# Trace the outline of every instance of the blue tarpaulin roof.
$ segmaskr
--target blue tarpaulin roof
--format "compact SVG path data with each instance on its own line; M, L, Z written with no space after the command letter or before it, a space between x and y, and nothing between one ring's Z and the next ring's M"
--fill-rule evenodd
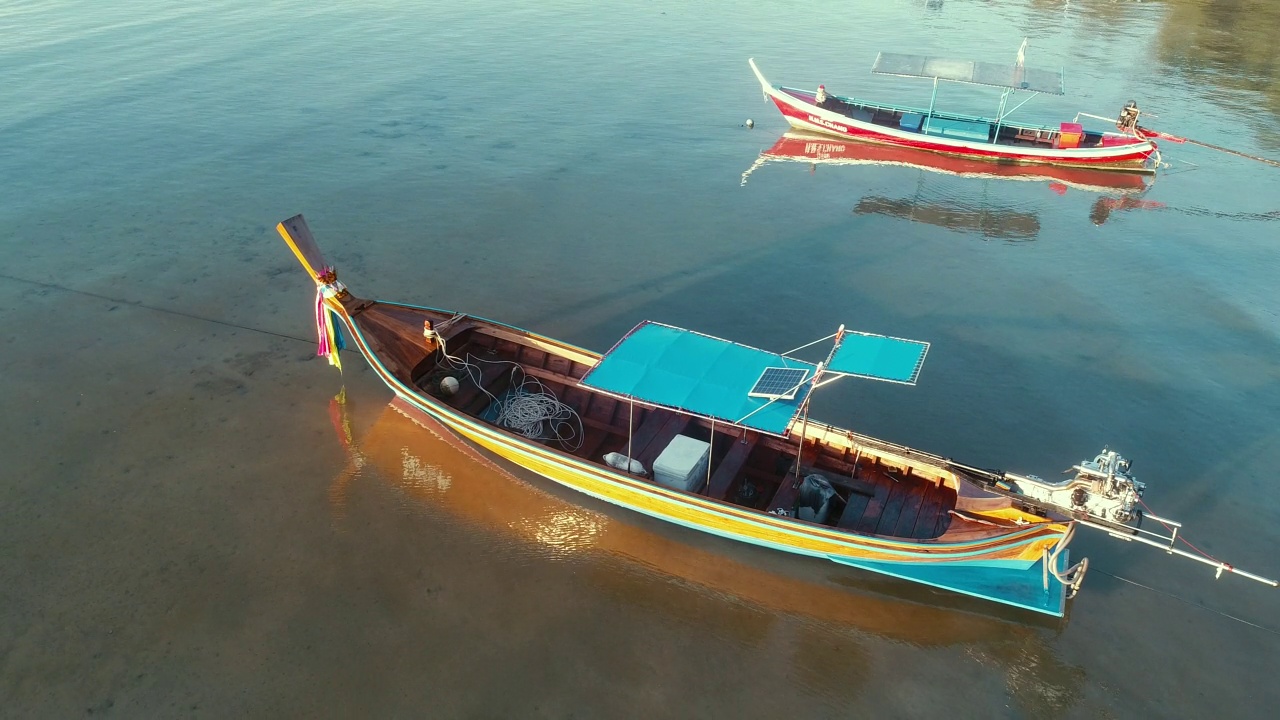
M826 370L844 375L914 385L929 343L844 331L836 338Z
M806 383L791 400L748 397L767 367L805 368L810 378L815 369L778 353L645 321L605 353L579 384L783 435L811 386Z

Problem details. Search the entries for the string "blue" and copy each line where it occurs.

Finished task.
# Trace the outline of every instance of the blue tarpaulin roof.
--target blue tarpaulin roof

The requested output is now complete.